Textauszug
════════════════

Auf dem Weg zu sicheren Nanomedikamenten
Winzige Partikel, die gegen Krebs wirken oder problemlos jede Grenzfläche innerhalb unseres Körpers durchdringen können, sind eine grosse Hoffnung für die Medizin. Was aber mit den Nanopartikeln im Gewebe passiert und ob sie am Ende gar selbst Krankheiten auslösen, ist noch kaum erforscht. Empa-Forscher haben innerhalb eines internationalen Konsortiums nun Richtlinien für die Nanomedizin erarbeitet, um sichere Nanopartikel entwickeln zu können.

════════════════

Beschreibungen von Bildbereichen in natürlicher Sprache

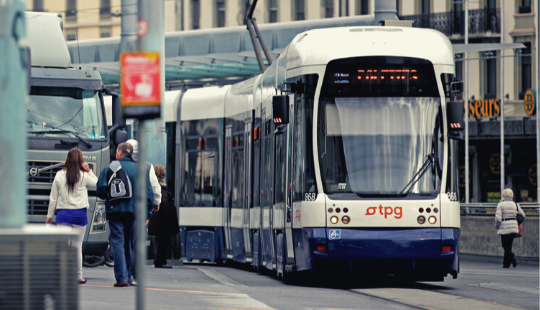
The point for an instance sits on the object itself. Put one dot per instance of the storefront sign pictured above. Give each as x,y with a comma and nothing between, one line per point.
529,102
495,163
494,196
484,108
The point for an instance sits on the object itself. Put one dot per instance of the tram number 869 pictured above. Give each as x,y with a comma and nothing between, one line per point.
311,196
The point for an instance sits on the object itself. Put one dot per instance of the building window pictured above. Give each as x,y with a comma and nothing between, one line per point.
343,7
525,6
272,11
105,8
362,7
526,69
220,13
329,8
71,10
491,76
38,5
71,34
300,10
195,14
105,31
425,6
459,73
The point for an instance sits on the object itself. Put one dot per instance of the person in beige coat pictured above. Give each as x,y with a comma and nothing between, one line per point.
69,200
507,225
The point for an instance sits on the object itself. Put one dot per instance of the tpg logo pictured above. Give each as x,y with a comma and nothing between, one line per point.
396,211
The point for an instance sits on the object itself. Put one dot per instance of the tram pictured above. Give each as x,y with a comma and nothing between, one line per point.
341,155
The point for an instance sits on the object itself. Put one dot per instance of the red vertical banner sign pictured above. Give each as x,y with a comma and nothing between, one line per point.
140,84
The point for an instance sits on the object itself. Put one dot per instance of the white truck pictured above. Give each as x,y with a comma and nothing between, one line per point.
65,110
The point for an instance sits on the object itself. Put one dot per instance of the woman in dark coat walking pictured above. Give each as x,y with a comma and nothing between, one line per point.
164,222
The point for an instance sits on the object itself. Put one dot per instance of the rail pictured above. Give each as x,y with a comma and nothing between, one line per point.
479,209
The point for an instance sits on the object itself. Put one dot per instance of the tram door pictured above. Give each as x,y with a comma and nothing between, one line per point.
247,188
267,240
283,195
227,208
280,193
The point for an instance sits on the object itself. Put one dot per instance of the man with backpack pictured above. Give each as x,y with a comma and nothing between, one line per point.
116,184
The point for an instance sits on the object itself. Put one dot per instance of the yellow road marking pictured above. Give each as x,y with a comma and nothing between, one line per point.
168,290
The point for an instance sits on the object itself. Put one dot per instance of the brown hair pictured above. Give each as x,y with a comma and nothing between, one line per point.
126,149
73,166
160,172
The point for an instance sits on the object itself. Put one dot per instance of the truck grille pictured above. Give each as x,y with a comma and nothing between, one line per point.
38,207
44,171
38,172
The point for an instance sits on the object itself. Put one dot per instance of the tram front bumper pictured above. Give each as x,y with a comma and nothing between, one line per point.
387,249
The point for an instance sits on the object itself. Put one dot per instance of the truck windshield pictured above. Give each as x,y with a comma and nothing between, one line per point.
64,112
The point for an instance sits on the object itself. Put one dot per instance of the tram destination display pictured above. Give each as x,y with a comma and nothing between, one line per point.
379,76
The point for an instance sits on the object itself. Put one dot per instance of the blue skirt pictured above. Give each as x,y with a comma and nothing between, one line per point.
72,216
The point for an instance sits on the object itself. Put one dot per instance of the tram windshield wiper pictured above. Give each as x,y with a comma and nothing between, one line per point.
55,130
430,160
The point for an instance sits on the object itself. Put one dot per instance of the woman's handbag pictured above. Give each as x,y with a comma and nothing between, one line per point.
520,233
520,218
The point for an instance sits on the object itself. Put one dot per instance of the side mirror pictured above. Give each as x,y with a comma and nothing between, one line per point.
454,116
117,116
280,109
456,87
119,136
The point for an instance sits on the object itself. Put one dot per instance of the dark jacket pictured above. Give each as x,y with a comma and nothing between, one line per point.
127,206
165,221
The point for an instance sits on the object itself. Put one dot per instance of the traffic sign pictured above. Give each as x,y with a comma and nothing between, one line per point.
140,84
142,27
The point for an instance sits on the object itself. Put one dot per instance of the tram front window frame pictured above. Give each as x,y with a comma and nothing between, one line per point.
372,138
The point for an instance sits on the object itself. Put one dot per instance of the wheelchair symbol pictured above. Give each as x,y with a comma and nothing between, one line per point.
335,234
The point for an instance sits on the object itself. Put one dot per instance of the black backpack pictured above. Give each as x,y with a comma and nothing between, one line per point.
119,186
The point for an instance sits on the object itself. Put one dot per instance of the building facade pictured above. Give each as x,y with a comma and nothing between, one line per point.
489,90
497,81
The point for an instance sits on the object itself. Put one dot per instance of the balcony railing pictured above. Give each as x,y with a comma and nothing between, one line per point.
481,21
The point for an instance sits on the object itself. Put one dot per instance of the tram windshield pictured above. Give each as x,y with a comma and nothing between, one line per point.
55,112
376,139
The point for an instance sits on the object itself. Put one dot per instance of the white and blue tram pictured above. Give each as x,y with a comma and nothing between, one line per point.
342,154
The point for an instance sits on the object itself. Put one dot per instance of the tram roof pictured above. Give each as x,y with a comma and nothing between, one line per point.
318,47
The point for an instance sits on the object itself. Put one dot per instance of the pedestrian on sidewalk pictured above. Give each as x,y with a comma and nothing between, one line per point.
69,199
164,221
507,225
121,215
156,189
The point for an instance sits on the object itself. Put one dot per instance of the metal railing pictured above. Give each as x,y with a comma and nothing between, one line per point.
451,23
483,209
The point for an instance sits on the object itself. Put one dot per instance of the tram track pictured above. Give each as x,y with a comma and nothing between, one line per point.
425,299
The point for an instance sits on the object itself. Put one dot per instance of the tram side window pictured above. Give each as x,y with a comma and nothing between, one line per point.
304,186
200,186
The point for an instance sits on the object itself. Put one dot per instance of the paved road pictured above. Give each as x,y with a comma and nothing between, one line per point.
192,286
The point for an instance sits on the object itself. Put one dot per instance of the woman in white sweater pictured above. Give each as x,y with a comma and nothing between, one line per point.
69,199
507,225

════════════════

Arbeitsauftrag
Geben Sie den Textauszug über sichere Nanomedikamente vollständig und wortgetreu wieder.

Antwort
Auf dem Weg zu sicheren Nanomedikamenten
Winzige Partikel, die gegen Krebs wirken oder problemlos jede Grenzfläche innerhalb unseres Körpers durchdringen können, sind eine grosse Hoffnung für die Medizin. Was aber mit den Nanopartikeln im Gewebe passiert und ob sie am Ende gar selbst Krankheiten auslösen, ist noch kaum erforscht. Empa-Forscher haben innerhalb eines internationalen Konsortiums nun Richtlinien für die Nanomedizin erarbeitet, um sichere Nanopartikel entwickeln zu können.